(Source data)
※

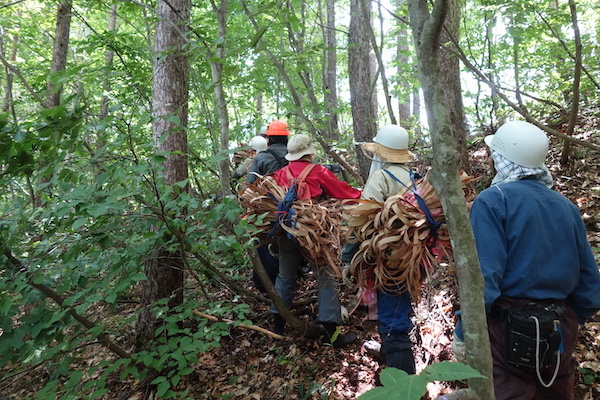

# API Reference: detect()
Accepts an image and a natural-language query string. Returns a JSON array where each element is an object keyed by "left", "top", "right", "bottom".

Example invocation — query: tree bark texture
[
  {"left": 46, "top": 0, "right": 73, "bottom": 108},
  {"left": 323, "top": 0, "right": 340, "bottom": 140},
  {"left": 440, "top": 0, "right": 471, "bottom": 172},
  {"left": 209, "top": 0, "right": 231, "bottom": 196},
  {"left": 396, "top": 22, "right": 412, "bottom": 126},
  {"left": 408, "top": 0, "right": 494, "bottom": 399},
  {"left": 560, "top": 0, "right": 582, "bottom": 165},
  {"left": 138, "top": 0, "right": 190, "bottom": 343},
  {"left": 348, "top": 0, "right": 377, "bottom": 181}
]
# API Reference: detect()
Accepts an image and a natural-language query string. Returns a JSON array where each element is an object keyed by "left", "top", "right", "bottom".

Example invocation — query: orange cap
[{"left": 265, "top": 119, "right": 290, "bottom": 136}]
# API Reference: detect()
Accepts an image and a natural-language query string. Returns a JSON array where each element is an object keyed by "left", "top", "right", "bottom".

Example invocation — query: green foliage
[
  {"left": 360, "top": 361, "right": 485, "bottom": 400},
  {"left": 577, "top": 368, "right": 598, "bottom": 386}
]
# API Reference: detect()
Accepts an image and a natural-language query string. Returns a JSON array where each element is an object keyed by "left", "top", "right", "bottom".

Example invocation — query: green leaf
[
  {"left": 359, "top": 387, "right": 394, "bottom": 400},
  {"left": 131, "top": 272, "right": 148, "bottom": 282},
  {"left": 72, "top": 218, "right": 87, "bottom": 230},
  {"left": 422, "top": 361, "right": 485, "bottom": 381},
  {"left": 156, "top": 381, "right": 171, "bottom": 398}
]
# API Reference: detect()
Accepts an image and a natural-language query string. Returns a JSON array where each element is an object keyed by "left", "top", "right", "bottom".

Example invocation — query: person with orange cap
[{"left": 246, "top": 119, "right": 290, "bottom": 183}]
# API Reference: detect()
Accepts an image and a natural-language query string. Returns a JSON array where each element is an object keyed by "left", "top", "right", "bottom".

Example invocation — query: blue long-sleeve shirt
[{"left": 471, "top": 179, "right": 600, "bottom": 322}]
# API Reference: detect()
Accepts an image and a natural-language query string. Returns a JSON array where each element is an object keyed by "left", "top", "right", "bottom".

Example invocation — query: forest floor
[{"left": 0, "top": 114, "right": 600, "bottom": 400}]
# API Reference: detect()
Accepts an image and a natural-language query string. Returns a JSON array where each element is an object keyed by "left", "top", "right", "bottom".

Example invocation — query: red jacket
[{"left": 274, "top": 160, "right": 362, "bottom": 200}]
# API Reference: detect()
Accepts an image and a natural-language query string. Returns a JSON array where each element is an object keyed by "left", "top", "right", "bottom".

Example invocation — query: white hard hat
[
  {"left": 373, "top": 125, "right": 408, "bottom": 150},
  {"left": 484, "top": 121, "right": 548, "bottom": 168},
  {"left": 362, "top": 125, "right": 415, "bottom": 163},
  {"left": 285, "top": 133, "right": 315, "bottom": 161},
  {"left": 250, "top": 136, "right": 268, "bottom": 151}
]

※

◆ Directions
Gather every line above that contains the word "orange" and copy each one unchanged.

◆ Complete answer
Example invocation — query: orange cap
Example invocation — query: person with orange cap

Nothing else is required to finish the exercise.